* 原文抜粋
"""

無雙神傳英信流抜刀兵法の3段の論文です。資料をもとによく書かれています。
1 はじめに
私が子どものころは実際に体験するか、雑誌や書籍などでしか知り得なかったような情報が、今ではインターネットで簡単に手に入れることができるようになった。古武道を標榜する武術の流派がどんな中身でどのように伝わってきたのか、インターネットのホームページにアクセスすれば幾らかは調べることができる。検索されるサイト側としても、インターネットにホームページを掲載する以上、それを明らかにすることが目的の一つなのだろうし、掲載している情報の信ぴょう性を確保するためにもその歴史的な経緯や伝承の正当性を広く明らかにする努力が、暗黙の裡に求められるからである。また、武術の中身という点でいえば、SNSの普及により画像や動画が掲載されることも多くなった。その流派の評判や歴史的な背景を知ろうとすれば、そういうサイトを検索することも可能である。しかし、歴史的事実を認識する視点と歴史的価値を評価する基軸がどこに置かれているか、そこに我田引水はないか、真贋を見極めるうえで常に吟味が必要であることは言うまでもない。古い書物に載っているから間違いのはずはないと決めつけることも、現代の常識だけで背景や経過を考慮せず古い書物の価値を断罪することも、どちらも早計だということである。情報が氾濫している現代では、判断材料は格段に増えたとはいえ、そのリテラシーの重要性はより増しているだろう。

"""

* データ一覧
"""

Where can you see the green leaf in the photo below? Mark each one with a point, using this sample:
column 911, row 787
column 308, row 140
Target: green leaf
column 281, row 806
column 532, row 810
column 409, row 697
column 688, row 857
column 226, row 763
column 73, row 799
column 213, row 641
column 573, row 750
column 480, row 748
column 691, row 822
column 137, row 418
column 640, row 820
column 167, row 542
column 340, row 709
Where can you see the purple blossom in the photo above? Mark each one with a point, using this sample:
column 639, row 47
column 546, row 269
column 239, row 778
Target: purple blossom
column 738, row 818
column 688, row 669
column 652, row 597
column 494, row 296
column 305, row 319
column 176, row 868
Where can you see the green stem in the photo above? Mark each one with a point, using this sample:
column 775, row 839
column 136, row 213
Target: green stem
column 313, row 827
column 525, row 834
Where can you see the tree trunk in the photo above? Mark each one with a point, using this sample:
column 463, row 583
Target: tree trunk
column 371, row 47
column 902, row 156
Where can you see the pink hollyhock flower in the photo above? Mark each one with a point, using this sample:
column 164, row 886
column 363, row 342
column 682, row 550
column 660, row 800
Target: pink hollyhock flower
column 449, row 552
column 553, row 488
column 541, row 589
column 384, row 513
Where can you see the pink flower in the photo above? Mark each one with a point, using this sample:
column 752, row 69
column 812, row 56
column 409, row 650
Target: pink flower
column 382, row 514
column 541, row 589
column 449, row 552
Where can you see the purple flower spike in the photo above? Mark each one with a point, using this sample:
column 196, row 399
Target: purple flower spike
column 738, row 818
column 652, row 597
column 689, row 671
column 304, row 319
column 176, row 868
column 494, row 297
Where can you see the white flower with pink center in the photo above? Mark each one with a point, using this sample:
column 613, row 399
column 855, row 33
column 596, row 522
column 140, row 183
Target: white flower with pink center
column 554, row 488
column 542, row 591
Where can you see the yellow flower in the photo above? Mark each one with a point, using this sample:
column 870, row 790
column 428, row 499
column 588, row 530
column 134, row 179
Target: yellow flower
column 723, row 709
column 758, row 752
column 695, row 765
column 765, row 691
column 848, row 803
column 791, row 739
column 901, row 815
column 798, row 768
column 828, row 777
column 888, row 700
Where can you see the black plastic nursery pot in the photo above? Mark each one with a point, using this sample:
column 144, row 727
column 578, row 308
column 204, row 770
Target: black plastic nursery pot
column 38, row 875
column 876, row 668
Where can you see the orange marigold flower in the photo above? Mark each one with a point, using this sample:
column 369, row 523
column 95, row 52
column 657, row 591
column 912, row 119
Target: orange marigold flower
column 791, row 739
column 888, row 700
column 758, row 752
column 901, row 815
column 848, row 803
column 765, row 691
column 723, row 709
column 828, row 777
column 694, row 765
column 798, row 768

"""

* 指示事項
**1.** 抜刀兵法の論文のうち「私が子どものころは」で始まる段落を、主な事実を残して短く書き直しなさい。
**2.** 抜刀兵法の論文を、最後の文の後から書き継ぎなさい。
一覧は本文とは別の出典から取ったものである。

* 各課題の解答
**1.** かつては実際の体験や雑誌・書籍でしか得られなかった情報が、今ではインターネットで簡単に手に入り、古武道を標榜する流派の中身や伝承の経緯もある程度は調べられる。掲載する側にも、情報の信ぴょう性を確保するため、歴史的な経緯や伝承の正当性を広く示す努力が暗黙の裡に求められる。SNSの普及で、画像や動画の掲載も増えた。ただし、歴史的事実を認識する視点や価値を評価する基軸に我田引水がないか、真贋を見極めるには常に吟味が要る。古い書物だから正しいと決めつけるのも、現代の常識だけで古い書物を断罪するのも早計である。情報が氾濫する現代では判断材料が増えた分、リテラシーの重要性はいっそう増している。

**2.**
歴史を振り返る際にはできる限り吟味を重ね、謙虚で誠実でありたいものである。以下、標記の課題について検討するにあたって、翻って我々がどのような姿勢で稽古をするべきか、そして将来に向かってどう展望するのかという意識をもって述べてみたい。
2 無雙神傳英信流抜刀兵法の経緯
(1)林六太夫守政による土佐への伝承
一般に、今日につながる武道の原型が形成されたのは、15世紀後期から16世紀にかけて生まれた流派武術においてであるとされ、17世紀初頭に江戸幕府が成立してからは、「弓馬剣槍」が武士の表芸として修練された。幕府は軍事的には各藩を厳しく監視したが、260余りの藩では、武術流派は統制されることはなく多くの流派が展開した。(参考文献1 12頁)
本来戦いの技術である武術が平和な世の中に栄えたというのは、武士の嗜みとして各地で武術が奨励されたこと、平和になったことで稽古体系が整理されたこと、また歴史的な記録が後世に残りやすくなったということもあるのだろう。
貫汪館の無雙神傳英信流抜刀兵法は、江戸時代以前からの居合を今に伝える古流の武術である。その伝系は、次のとおり。
流祖・林崎甚助重信
田宮平兵衛業正
長野無楽入道槿露齊
百々軍兵衛光重
蟻川正左衛門宗讀
萬野団右衛門信貞
長谷川主税之助英信
荒井兵作信定(荒井清哲)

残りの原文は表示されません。